BEGIN Available records

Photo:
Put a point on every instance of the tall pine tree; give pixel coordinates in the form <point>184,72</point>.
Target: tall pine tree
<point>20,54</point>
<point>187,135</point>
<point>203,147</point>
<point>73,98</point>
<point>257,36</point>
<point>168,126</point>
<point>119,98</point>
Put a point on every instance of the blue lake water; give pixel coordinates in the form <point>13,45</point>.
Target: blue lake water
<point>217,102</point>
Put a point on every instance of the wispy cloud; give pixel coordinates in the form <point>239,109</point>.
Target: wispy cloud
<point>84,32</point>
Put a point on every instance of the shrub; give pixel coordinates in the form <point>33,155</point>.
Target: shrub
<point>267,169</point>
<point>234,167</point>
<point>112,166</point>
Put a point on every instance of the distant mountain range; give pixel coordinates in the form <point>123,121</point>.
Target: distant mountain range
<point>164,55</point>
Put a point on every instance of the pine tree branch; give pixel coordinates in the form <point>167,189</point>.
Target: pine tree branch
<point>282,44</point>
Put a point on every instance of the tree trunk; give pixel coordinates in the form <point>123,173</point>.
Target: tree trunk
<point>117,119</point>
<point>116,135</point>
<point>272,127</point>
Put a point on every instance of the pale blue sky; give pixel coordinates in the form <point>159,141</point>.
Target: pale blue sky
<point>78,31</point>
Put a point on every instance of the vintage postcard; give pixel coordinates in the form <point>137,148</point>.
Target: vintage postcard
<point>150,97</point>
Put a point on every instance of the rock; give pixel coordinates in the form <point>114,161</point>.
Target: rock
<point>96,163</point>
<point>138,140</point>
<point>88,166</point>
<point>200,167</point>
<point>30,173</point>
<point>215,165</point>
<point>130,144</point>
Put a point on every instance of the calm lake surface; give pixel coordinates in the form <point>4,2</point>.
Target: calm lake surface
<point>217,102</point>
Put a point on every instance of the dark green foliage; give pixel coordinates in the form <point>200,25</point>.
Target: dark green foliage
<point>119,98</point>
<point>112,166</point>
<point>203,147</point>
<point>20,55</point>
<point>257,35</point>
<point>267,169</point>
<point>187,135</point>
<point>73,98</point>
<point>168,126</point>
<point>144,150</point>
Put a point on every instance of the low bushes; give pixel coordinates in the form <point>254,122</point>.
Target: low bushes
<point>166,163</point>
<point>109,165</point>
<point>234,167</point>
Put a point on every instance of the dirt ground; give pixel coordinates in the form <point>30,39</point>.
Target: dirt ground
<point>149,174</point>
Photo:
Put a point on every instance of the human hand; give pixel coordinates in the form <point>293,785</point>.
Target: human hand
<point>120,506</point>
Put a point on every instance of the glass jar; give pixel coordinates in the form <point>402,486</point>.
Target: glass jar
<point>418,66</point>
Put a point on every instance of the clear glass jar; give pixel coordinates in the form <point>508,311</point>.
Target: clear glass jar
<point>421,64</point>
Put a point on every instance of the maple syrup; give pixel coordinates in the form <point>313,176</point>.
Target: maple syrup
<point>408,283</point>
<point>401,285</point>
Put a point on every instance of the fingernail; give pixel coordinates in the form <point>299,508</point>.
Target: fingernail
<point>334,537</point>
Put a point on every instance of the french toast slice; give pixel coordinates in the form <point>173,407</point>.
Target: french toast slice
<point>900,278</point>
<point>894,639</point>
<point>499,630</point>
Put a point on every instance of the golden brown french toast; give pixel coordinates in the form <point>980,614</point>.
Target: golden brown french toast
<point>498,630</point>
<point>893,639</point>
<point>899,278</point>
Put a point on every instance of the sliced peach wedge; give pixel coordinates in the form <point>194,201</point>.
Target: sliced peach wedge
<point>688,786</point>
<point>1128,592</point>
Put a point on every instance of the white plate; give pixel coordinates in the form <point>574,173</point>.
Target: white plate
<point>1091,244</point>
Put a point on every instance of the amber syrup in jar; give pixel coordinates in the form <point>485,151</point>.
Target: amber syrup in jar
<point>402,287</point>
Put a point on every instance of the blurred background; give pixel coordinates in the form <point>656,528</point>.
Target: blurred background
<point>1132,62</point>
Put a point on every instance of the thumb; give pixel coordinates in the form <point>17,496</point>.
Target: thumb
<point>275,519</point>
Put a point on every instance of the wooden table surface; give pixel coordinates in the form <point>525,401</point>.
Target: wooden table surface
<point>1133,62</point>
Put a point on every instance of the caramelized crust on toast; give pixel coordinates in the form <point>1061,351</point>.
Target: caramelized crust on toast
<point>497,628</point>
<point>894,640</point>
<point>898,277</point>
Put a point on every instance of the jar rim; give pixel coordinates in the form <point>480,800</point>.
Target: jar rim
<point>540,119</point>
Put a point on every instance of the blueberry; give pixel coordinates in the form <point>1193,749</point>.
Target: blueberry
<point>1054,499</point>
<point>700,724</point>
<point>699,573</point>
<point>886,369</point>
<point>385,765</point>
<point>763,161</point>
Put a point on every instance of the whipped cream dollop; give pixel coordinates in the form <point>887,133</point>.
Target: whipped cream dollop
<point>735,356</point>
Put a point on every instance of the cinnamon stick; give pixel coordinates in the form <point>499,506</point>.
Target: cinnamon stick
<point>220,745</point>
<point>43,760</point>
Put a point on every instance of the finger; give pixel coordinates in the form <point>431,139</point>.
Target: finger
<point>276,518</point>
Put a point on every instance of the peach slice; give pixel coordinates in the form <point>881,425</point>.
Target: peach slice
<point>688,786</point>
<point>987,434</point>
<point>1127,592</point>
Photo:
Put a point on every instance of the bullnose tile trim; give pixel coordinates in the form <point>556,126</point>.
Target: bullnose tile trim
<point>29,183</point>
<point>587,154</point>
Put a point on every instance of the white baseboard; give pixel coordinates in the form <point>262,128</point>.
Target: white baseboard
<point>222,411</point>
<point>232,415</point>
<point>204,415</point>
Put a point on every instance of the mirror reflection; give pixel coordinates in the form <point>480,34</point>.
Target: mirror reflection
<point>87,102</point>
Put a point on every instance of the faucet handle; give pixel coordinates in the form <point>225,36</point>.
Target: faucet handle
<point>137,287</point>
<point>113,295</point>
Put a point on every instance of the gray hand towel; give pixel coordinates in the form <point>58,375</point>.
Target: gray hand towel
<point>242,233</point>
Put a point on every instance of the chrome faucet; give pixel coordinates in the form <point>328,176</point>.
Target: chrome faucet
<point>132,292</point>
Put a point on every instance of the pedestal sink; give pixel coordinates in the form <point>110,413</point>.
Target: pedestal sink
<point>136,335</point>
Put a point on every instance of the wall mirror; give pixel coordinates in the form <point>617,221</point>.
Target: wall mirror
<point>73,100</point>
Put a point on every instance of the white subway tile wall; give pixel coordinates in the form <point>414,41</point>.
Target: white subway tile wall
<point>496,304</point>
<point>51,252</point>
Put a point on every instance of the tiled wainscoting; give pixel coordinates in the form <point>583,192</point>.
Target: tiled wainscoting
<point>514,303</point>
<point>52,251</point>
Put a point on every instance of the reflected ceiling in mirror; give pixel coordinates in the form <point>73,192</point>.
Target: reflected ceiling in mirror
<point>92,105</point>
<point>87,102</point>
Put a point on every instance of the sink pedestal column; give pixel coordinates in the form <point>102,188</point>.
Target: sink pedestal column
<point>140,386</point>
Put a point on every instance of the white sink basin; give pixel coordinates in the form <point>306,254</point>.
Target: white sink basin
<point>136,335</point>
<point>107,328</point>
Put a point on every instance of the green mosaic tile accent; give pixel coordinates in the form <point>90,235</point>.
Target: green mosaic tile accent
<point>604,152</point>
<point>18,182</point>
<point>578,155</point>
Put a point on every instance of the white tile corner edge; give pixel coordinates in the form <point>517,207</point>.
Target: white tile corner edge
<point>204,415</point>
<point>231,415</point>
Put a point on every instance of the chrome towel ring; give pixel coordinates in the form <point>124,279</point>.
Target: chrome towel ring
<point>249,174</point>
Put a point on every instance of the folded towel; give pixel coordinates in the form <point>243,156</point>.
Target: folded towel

END Available records

▶ _Short exercise_
Return, unchanged, the portion of the entries that begins with the line containing "Put a point on every instance of the blueberry;" and ends with the line containing "<point>763,161</point>", including both of those lines.

▶ _Complete response_
Put a point on every instance of the blueberry; give pixel coordinates in the form <point>1193,749</point>.
Target: blueberry
<point>1054,499</point>
<point>700,724</point>
<point>699,573</point>
<point>886,369</point>
<point>385,765</point>
<point>763,161</point>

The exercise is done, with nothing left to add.